(Stored entries)
· · · · · · ·
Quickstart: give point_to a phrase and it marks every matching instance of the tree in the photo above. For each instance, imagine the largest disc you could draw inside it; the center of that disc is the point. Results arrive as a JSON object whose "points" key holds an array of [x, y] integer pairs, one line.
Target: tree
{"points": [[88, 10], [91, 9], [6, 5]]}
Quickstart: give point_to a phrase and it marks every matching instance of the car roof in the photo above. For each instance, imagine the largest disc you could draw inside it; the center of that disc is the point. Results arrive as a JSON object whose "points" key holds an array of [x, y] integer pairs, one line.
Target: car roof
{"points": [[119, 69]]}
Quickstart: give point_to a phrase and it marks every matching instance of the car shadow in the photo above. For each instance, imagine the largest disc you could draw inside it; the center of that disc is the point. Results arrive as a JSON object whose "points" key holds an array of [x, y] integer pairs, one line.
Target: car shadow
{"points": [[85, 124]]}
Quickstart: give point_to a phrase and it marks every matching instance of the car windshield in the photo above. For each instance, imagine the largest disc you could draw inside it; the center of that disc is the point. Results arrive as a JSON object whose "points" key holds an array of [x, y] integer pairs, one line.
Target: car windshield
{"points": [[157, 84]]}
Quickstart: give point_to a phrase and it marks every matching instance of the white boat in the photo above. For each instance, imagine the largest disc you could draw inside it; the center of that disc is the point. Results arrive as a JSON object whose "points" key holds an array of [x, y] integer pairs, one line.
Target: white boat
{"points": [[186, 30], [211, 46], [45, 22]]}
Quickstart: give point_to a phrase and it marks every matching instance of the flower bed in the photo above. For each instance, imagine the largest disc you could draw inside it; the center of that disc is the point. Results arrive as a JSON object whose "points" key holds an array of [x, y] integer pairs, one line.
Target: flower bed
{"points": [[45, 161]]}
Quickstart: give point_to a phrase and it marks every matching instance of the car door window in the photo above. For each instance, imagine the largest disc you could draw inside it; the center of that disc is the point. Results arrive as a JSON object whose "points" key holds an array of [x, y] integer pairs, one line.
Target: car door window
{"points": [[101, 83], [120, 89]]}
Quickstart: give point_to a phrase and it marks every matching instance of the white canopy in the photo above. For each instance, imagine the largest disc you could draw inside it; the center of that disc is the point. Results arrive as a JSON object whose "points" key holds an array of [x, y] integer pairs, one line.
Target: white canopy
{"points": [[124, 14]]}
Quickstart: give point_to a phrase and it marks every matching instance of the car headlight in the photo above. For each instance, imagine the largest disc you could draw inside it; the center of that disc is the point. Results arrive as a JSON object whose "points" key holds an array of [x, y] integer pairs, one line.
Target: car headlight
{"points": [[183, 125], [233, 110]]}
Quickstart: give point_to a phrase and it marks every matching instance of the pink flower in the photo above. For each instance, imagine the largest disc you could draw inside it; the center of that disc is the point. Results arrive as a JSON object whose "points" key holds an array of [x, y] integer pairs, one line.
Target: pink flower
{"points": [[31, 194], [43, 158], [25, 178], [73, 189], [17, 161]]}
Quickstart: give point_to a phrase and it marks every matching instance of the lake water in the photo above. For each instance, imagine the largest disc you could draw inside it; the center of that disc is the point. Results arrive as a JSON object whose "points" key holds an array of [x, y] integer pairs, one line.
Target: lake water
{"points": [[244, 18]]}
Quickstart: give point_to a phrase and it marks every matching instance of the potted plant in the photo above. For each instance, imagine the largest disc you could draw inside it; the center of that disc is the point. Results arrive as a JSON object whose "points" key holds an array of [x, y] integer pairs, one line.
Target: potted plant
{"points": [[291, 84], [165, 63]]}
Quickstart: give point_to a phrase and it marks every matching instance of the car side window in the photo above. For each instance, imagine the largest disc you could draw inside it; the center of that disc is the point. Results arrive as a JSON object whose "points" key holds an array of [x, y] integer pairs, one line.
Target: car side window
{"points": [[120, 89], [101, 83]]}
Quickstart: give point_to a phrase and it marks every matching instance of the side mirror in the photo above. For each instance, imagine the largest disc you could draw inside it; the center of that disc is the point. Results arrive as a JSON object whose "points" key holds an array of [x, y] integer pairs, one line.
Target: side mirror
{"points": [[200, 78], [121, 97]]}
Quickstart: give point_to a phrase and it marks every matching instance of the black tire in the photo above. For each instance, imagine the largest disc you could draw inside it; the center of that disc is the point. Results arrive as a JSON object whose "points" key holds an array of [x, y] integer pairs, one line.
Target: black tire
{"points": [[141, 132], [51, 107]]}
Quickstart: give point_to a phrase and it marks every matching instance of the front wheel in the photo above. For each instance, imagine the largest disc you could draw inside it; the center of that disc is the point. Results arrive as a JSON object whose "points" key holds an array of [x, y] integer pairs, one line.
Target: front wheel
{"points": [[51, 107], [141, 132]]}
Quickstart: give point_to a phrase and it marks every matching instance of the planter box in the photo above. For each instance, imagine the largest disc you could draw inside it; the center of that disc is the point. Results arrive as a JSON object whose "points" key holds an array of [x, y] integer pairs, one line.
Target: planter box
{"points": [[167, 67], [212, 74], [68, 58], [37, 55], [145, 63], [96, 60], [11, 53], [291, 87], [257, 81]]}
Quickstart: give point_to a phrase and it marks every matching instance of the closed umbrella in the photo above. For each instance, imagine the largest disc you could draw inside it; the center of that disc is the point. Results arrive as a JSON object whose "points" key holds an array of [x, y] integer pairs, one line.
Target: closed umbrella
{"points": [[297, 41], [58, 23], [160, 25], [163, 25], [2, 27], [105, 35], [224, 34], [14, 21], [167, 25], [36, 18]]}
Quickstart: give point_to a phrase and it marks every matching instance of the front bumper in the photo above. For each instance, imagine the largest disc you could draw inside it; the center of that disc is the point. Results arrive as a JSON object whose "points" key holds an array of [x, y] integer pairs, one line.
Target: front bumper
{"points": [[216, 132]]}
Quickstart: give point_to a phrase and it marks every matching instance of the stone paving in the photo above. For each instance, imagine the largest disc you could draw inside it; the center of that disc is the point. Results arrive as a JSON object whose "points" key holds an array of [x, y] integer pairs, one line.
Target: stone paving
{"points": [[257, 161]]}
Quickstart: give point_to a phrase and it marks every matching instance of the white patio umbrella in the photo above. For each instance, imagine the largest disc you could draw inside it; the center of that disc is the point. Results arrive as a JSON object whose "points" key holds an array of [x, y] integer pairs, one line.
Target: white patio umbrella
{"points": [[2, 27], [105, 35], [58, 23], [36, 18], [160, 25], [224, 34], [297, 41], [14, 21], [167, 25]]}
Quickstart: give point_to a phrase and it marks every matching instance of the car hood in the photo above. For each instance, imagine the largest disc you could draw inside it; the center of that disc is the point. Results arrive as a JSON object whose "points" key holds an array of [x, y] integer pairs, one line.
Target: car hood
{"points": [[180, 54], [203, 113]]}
· · · · · · ·
Task statement: Recast every line of the items above as a Markdown table with two columns, No. and Line, numbering each row and leaving out blank lines.

Solution for this problem:
| No. | Line |
|---|---|
| 1 | Quickstart: give point_to a phrase and it marks every matching instance of the tree in the photo above. For each instance, imagine the largest disc you could draw inside it; the center of that disc is the point. Results arrive as a JSON object whose "points" key holds an array of [x, y] integer pairs, one line. |
| 2 | Target: tree |
| 3 | {"points": [[88, 10], [91, 9], [6, 5]]} |
| 4 | Quickstart: give point_to a phrase and it marks every matching instance of the car roof in the photo above. For each instance, imagine the largest disc you could draw inside it; the center of that disc is the point. Results arrive as a JSON object whose "points" key holds an array of [x, y] integer pairs, one line. |
| 5 | Target: car roof |
| 6 | {"points": [[119, 69]]} |
| 7 | Quickstart: give point_to a phrase and it marks every matching instance of the car shadow in the photo above. For each instance, imagine the largest disc you could draw inside it; the center of that disc is the point. Results arrive as a JSON object whose "points" key holds an array of [x, y] integer pairs, one line. |
| 8 | Target: car shadow |
| 9 | {"points": [[85, 124]]} |
| 10 | Quickstart: give point_to a phrase and it marks every matching instance of the car windshield in the photo above. For each instance, imagine the largest disc you could draw inside it; the center of that disc is the point. Results arrive as a JSON object whose "points" key holds an array of [x, y] integer pairs, one line. |
| 11 | Target: car windshield |
| 12 | {"points": [[157, 84]]} |
| 13 | Quickstart: give point_to a phrase and it marks every matching instance of the white boat in the photo above. For each instance, imagine the largest disc you could draw inside it; the center of that disc is the point. Results arrive as a JSON object whose "points" key holds an array of [x, y] integer pairs, one line. |
| 14 | Target: white boat |
| 15 | {"points": [[186, 30], [211, 46], [45, 22]]} |
| 16 | Quickstart: give point_to a phrase and it marks every matching instance of the flower bed in the photo above. For each instance, imagine the largest disc you could draw inside it; the center of that disc is the point. Results arrive as a JSON object whose "points" key holds an array of [x, y] integer pairs, one line. |
| 17 | Target: flower bed |
| 18 | {"points": [[45, 161]]} |
| 19 | Quickstart: give point_to a phrase and it marks every matching instance of the car door window in the photo above. For each instance, imagine the largest disc you could draw inside it; the center of that disc is the point. Results arrive as a JSON object whose "points" key holds an array of [x, y] integer pairs, one line. |
| 20 | Target: car door window |
| 21 | {"points": [[101, 83], [120, 89]]} |
| 22 | Quickstart: give point_to a phrase and it marks every matching instance of the white canopy in the photo above. For each instance, imagine the largest disc you could draw inside it; the center of that disc is the point. Results arrive as a JSON object whose "points" key holds an array of [x, y] integer pairs, one line. |
| 23 | Target: white canopy |
| 24 | {"points": [[124, 14]]} |
| 25 | Quickstart: give point_to a phrase and it marks every matching instance of the car headlight in the photo above. For each instance, imagine the largest disc you could draw inside it; the center of that disc is the point. Results arrive as a JSON object whose "points" key holds an array of [x, y] integer pairs, one line. |
| 26 | Target: car headlight |
| 27 | {"points": [[183, 125], [233, 110]]} |
| 28 | Quickstart: give point_to a phrase and it marks every matching instance of the pink flower in the photo above. For each instance, imagine the largest disc you could draw inside it; the center of that disc is the point. Results arrive as a JSON object whose "points" key holds an array of [x, y] integer pairs, one line. |
| 29 | Target: pink flower |
| 30 | {"points": [[31, 194], [43, 158], [25, 178], [73, 189], [17, 161]]} |
| 31 | Quickstart: give point_to a phrase and it marks every matching instance of the lake water in the photo above. For each instance, imagine the largest disc you could draw inside it; the center of that disc is the point. Results arrive as a JSON object whose "points" key holds an array of [x, y] integer pairs, one line. |
| 32 | Target: lake water |
| 33 | {"points": [[244, 18]]} |
| 34 | Quickstart: give point_to a phrase and it marks every matching instance of the potted plant in the photo above. For each instance, imagine the largest disc you could draw inside it; the center of that disc is the point. Results arrive as a JSON object whose "points" key holds an array of [x, y] integer pairs, one line. |
| 35 | Target: potted plant |
| 36 | {"points": [[291, 84], [165, 63]]} |
| 37 | Quickstart: give point_to a phrase and it marks every matching instance of the car side window in the photo above. For each instance, imagine the largest disc you could draw inside it; the center of that disc is the point. Results arrive as a JSON object whose "points" key holds an array of [x, y] integer pairs, one line. |
| 38 | Target: car side window |
| 39 | {"points": [[120, 89], [101, 83]]} |
| 40 | Quickstart: give point_to a phrase and it marks every matching instance of the side mirror in the photo above. For each instance, imagine the largest disc you could draw inside it; the center of that disc is the point. Results arrive as a JSON object whose "points" key holds an array of [x, y] integer pairs, one line. |
| 41 | Target: side mirror |
| 42 | {"points": [[200, 78], [121, 97]]} |
| 43 | Quickstart: give point_to a phrase and it marks every matching instance of the black tire in the photo above. For each instance, imagine the largest disc you could draw inside it; the center of that disc is the point. Results arrive as a JSON object whose "points" key holds an array of [x, y] integer pairs, one line. |
| 44 | Target: black tire |
| 45 | {"points": [[141, 132], [51, 107]]} |
| 46 | Quickstart: give point_to a phrase and it marks every matching instance of the front wheel in the photo above. For each instance, imagine the largest disc you could draw inside it; the center of that disc is the point. Results arrive as a JSON object whose "points" key holds an array of [x, y] integer pairs, one line. |
| 47 | Target: front wheel |
| 48 | {"points": [[51, 107], [141, 132]]} |
| 49 | Quickstart: give point_to a phrase and it marks every matching instance of the planter box in the photo above. For each instance, imagine the largest disc you could draw inside it; the center of that disc is the point. Results arrive as a JSON object whose "points" key holds an array of [x, y] integer pairs, one line. |
| 50 | Target: planter box |
| 51 | {"points": [[167, 67], [212, 74], [68, 58], [37, 55], [145, 63], [96, 60], [11, 53], [291, 87], [257, 81]]} |
| 52 | Quickstart: give point_to a phrase and it marks every matching instance of the closed umbrella in the photo above. For each instance, imagine the largest disc you could draw inside it; the center of that disc is the point. Results arrive as a JSON object whose "points" key holds an array of [x, y] integer pairs, one line. |
| 53 | Target: closed umbrella |
| 54 | {"points": [[297, 41], [58, 23], [160, 25], [163, 25], [2, 27], [105, 35], [224, 34], [14, 21], [167, 25], [36, 18]]} |
| 55 | Quickstart: give point_to a phrase and it marks every matching instance of the front bumper in the photo above. For each instance, imagine the largest disc you could draw inside it; the center of that disc is the point. Results arrive as a JSON object whose "points" key holds an array of [x, y] integer pairs, one line. |
| 56 | Target: front bumper |
| 57 | {"points": [[216, 132]]} |
| 58 | Quickstart: give point_to a phrase and it marks every matching instance of the stone paving in the photo above. For each instance, imagine the largest disc you could draw inside it; the center of that disc is the point. Results arrive as a JSON object whose "points" key holds an array of [x, y] integer pairs, one line. |
| 59 | Target: stone paving |
| 60 | {"points": [[257, 161]]} |
| 61 | Quickstart: give point_to a phrase and it marks every matching instance of the white patio umbrella in the photo above. For each instance, imagine the largest disc you could draw inside it; the center of that disc is the point. Results arrive as a JSON object whose "points" key holds an array of [x, y] integer pairs, one line. |
| 62 | Target: white patio umbrella |
| 63 | {"points": [[2, 27], [105, 35], [58, 23], [36, 18], [160, 25], [224, 34], [297, 41], [14, 21], [167, 25]]} |
| 64 | Quickstart: give point_to a phrase and it marks every matching instance of the car hood in the photo above. For each instance, imagine the largest disc you could draw inside it; the center of that disc is the point. Results arrive as a JSON object whose "points" key holds an array of [x, y] integer pairs, one line. |
| 65 | Target: car hood |
| 66 | {"points": [[180, 54], [203, 113]]} |